Repeat the part of the OpenStreetMap simplification abstract that opens with the words containing "From Complexity to" and closes with "efficient urban mobility.", swapping "streamlined" for "simplified".
### SOURCE EXCERPT ###
From Complexity to Clarity: Simplifying OpenStreetMap Data for Improved Active Transportation Analysis

Achituv Cohen

Playlists: 'sotm2024' videos starting here / audio

OpenStreetMap (OSM) provides detailed street networks essential for analyzing active transportation (AT) infrastructure. However, the granularity and inconsistencies in OSM data pose challenges in modeling AT users' movements at the street level. This study proposes a novel methodology to generate axial networks for AT users using OSM data, simplifying the network while preserving topology. Applied to cities like Turin, Tel Aviv, and San Francisco, this approach effectively streamlined pedestrian and bicycle networks. The proposed methodology can enhance AT infrastructure, contributing to safer and more efficient urban mobility.

Introduction
OpenStreetMap (OSM) offers comprehensive street networks that span nearly every city worldwide. The networks contain essential details like road type and name, and individual streets are often represented through multiple concurrent segments. The segments include separate lanes for motor vehicles, dedicated bike paths, and pedestrian walkways.
### MATERIAL SUPPLIED ###
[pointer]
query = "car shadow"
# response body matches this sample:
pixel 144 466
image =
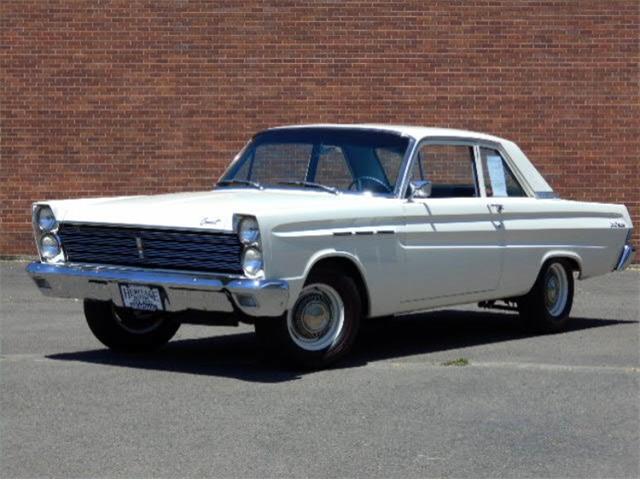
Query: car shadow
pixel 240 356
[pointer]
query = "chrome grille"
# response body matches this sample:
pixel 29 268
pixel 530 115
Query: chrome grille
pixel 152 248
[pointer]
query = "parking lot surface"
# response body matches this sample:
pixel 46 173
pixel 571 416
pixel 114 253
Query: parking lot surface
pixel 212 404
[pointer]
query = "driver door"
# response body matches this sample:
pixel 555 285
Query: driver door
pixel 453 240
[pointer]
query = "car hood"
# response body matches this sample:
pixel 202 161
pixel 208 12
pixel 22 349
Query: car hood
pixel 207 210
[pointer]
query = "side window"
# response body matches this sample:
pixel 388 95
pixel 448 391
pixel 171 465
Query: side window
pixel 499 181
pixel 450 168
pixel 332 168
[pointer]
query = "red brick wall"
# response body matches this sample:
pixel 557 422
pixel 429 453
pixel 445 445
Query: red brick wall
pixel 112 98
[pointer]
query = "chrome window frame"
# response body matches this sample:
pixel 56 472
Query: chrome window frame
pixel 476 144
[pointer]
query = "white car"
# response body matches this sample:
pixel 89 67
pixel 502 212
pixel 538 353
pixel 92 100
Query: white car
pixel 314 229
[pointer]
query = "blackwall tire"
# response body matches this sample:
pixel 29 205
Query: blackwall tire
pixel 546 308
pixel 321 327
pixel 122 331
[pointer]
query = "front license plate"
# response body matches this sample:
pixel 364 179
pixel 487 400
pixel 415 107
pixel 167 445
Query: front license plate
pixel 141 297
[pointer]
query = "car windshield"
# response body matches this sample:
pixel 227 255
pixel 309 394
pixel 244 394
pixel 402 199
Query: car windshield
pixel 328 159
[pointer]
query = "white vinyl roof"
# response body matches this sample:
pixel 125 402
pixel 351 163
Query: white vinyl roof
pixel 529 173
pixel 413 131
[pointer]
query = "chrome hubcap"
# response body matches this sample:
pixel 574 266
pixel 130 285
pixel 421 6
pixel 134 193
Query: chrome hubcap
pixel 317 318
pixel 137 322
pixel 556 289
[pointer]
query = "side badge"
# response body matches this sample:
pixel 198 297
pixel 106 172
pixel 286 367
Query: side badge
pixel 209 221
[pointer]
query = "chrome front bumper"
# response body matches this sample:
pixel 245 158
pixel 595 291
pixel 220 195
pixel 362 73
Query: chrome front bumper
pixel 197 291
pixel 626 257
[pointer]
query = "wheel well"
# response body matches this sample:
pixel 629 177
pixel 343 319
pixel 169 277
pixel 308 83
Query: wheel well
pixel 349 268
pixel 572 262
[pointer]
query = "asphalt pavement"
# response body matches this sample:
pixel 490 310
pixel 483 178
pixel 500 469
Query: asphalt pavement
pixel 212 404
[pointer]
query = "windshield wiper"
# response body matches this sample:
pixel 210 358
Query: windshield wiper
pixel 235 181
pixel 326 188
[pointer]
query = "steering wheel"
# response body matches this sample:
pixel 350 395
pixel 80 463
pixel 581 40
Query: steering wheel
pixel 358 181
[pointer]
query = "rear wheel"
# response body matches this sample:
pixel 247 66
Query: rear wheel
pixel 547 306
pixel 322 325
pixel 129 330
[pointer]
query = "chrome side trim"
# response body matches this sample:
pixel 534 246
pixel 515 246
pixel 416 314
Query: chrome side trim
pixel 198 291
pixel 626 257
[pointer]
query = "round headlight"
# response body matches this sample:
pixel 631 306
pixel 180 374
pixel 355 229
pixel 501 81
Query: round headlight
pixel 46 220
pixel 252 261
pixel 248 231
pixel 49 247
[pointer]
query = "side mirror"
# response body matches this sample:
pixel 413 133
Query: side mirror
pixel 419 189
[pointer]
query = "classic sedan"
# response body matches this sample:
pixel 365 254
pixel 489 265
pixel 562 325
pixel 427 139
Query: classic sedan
###
SOLUTION
From Complexity to Clarity: Simplifying OpenStreetMap Data for Improved Active Transportation Analysis

Achituv Cohen

Playlists: 'sotm2024' videos starting here / audio

OpenStreetMap (OSM) provides detailed street networks essential for analyzing active transportation (AT) infrastructure. However, the granularity and inconsistencies in OSM data pose challenges in modeling AT users' movements at the street level. This study proposes a novel methodology to generate axial networks for AT users using OSM data, simplifying the network while preserving topology. Applied to cities like Turin, Tel Aviv, and San Francisco, this approach effectively simplified pedestrian and bicycle networks. The proposed methodology can enhance AT infrastructure, contributing to safer and more efficient urban mobility.